§ **Document text**:
TQ3_0 works on CPU via dequantization to F32 (slower than GPU but functional).


Usage

Basic Inference

# Run with TQ3_0 K-cache quantization
./bin/llama-cli -m model.gguf --cache-type-k tq3_0

# Combine with V-cache quantization for maximum compression
./bin/llama-cli -m model.gguf --cache-type-k tq3_0 --cache-type-v q8_0

Server Mode

./bin/llama-server -m model.gguf --cache-type-k tq3_0 --port 8080

Benchmarking

# Compare F16 vs TQ3_0 K-cache performance
./bin/llama-bench -m model.gguf -ctk f16,tq3_0 -p 512,4096 -n 128,512

# Perplexity evaluation
./bin/llama-perplexity -m model.gguf -f wikitext-2-raw/wiki.test.raw --cache-type-k tq3_0

Important Notes

  • Flash Attention is auto-disabled when using TQ3_0 K-cache. The system falls back to the standard attention path with dequantize-to-F32 + cuBLAS MUL_MAT. No manual configuration needed.

§ **Required tasks**:
**1)** Rewrite the records from the first line through the line with "pixel 101 345", replacing "Example output" with "Sample output" and leaving everything else as it is.
**2)** Extend the text on TQ3_0 K-cache quantization, picking up after its last sentence.
The text above has no connection to the records that come after it.

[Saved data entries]
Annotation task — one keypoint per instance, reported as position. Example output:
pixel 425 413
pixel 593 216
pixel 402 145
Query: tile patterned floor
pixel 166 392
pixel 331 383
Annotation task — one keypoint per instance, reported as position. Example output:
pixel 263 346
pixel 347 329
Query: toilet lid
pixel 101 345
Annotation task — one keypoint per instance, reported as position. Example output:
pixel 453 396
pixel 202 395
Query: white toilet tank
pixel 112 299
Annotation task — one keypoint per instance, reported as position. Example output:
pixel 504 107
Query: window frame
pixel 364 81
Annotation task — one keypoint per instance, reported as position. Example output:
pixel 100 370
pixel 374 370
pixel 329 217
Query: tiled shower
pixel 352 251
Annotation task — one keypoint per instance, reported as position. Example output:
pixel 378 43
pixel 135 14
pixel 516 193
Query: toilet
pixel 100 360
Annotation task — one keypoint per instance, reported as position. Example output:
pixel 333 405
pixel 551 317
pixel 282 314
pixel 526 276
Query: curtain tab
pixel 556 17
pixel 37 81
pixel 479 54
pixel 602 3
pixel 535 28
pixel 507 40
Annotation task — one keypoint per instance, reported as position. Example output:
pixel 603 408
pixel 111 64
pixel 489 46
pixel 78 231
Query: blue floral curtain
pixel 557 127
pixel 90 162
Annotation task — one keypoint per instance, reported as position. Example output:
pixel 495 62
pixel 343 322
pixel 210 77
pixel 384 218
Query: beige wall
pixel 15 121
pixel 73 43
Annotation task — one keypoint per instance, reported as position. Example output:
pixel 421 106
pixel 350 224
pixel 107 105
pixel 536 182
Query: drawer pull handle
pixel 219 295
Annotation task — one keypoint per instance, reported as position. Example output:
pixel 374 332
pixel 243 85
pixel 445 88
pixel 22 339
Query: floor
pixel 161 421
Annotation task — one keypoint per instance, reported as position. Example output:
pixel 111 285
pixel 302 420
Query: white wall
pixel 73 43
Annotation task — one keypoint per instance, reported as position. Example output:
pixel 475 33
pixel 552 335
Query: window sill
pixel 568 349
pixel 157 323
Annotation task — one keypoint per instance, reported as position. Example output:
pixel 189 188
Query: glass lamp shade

§ **Exercise results**:
**1)**
Annotation task — one keypoint per instance, reported as position. Sample output:
pixel 425 413
pixel 593 216
pixel 402 145
Query: tile patterned floor
pixel 166 392
pixel 331 383
Annotation task — one keypoint per instance, reported as position. Sample output:
pixel 263 346
pixel 347 329
Query: toilet lid
pixel 101 345

**2)**
  • V-cache can be any supported type (F16, Q8_0, Q4_0, etc.) independently of K-cache.
  • The --flash-attn auto default works correctly — it detects TQ3_0 and disables FA.

Technical Implementation

Algorithm

The TQ3_0 quantization pipeline implements the TurboQuant paper's core algorithm at the per-block level:

Forward (quantize):
  1. Copy 32 input values to temp buffer
  2. Apply random sign flips (fixed ±1 pattern)
  3. Walsh-Hadamard butterfly transform (5 stages of add/sub)
  4. Normalize by 1/√32
  5. Find amax → compute scale d = amax / 2.1573
  6. Quantize each value to nearest of 8 Lloyd-Max centroids
  7. Pack 3-bit index: lower 2 bits → qs[8], upper 1 bit → qr[4]
  8. Store scale as FP16 → gamma

Inverse (dequantize):
  1. Unpack 3-bit indices → lookup centroid → multiply by scale
  2. Walsh-Hadamard butterfly transform (5 stages)
  3. Normalize by 1/√32 and undo sign flips
  4. Output reconstructed values

Files Modified

Core Type System (5 files)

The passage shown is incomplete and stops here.